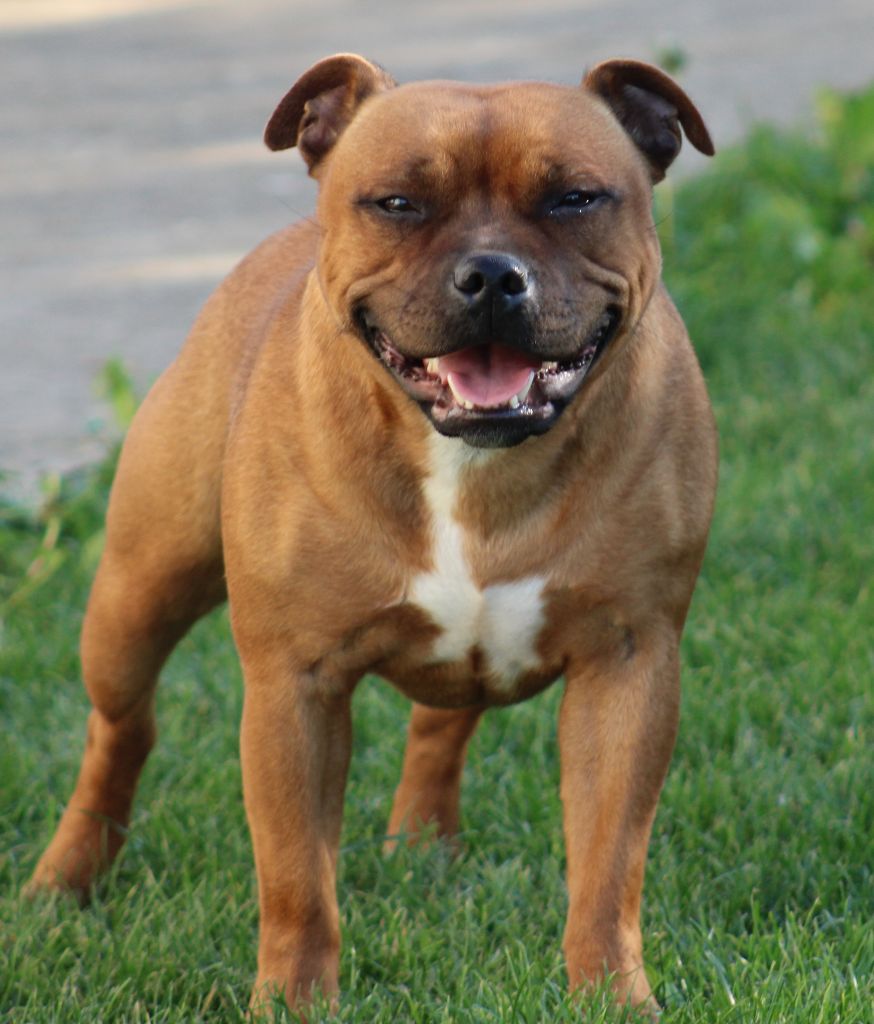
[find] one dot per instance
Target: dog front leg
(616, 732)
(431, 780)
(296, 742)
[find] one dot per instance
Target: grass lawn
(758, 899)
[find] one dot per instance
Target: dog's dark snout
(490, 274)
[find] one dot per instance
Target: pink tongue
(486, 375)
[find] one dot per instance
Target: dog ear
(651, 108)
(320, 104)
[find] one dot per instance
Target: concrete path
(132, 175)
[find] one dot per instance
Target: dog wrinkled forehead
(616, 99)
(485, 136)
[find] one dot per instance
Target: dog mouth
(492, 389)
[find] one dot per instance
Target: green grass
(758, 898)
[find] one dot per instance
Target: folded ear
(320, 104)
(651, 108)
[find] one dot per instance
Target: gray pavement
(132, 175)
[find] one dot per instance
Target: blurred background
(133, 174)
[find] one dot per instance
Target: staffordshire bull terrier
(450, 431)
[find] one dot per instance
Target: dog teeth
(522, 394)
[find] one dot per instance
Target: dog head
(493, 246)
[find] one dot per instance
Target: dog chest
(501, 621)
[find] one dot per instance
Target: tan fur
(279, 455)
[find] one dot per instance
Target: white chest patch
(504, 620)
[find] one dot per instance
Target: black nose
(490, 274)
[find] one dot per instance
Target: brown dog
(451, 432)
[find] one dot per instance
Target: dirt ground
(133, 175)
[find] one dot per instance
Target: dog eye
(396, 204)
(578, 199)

• • • • •

Pictures excluded, quote all the data above exactly.

Output below:
[find] one dot per instance
Target: dog front leg
(616, 732)
(431, 780)
(296, 742)
[find] one dot per instance
Target: grass lawn
(758, 899)
[find] one dot per instance
Target: dog's dark snout
(490, 274)
[find] one dot per instance
Target: pink tongue
(486, 375)
[find] one dot per instance
Target: dog ear
(651, 108)
(320, 104)
[find] one dot per instance
Target: concrete path
(132, 175)
[find] one dot per instance
Target: dog wrinkled forehead
(616, 99)
(485, 136)
[find] one dot per instance
Target: dog mouth
(492, 389)
[find] one dot per instance
Target: green grass
(758, 898)
[find] one dot per instance
Target: folded ear
(320, 104)
(651, 108)
[find] one dot per instance
Target: gray pavement
(132, 175)
[find] one dot per instance
Target: blurred background
(133, 174)
[find] one dot per instance
Target: staffordshire bull terrier
(450, 431)
[find] one dot per instance
Target: dog teeth
(522, 394)
[find] one dot per instance
Target: dog head
(493, 246)
[find] one dot per instance
Target: dog chest
(501, 621)
[find] one dot per instance
Target: tan fur
(279, 455)
[find] one dot per instance
Target: white chest patch
(504, 620)
[find] one dot per instance
Target: black nose
(490, 274)
[find] one dot per instance
Target: brown dog
(451, 432)
[find] one dot per instance
Target: dirt ground
(133, 175)
[find] one dot per instance
Target: dog eye
(396, 204)
(578, 199)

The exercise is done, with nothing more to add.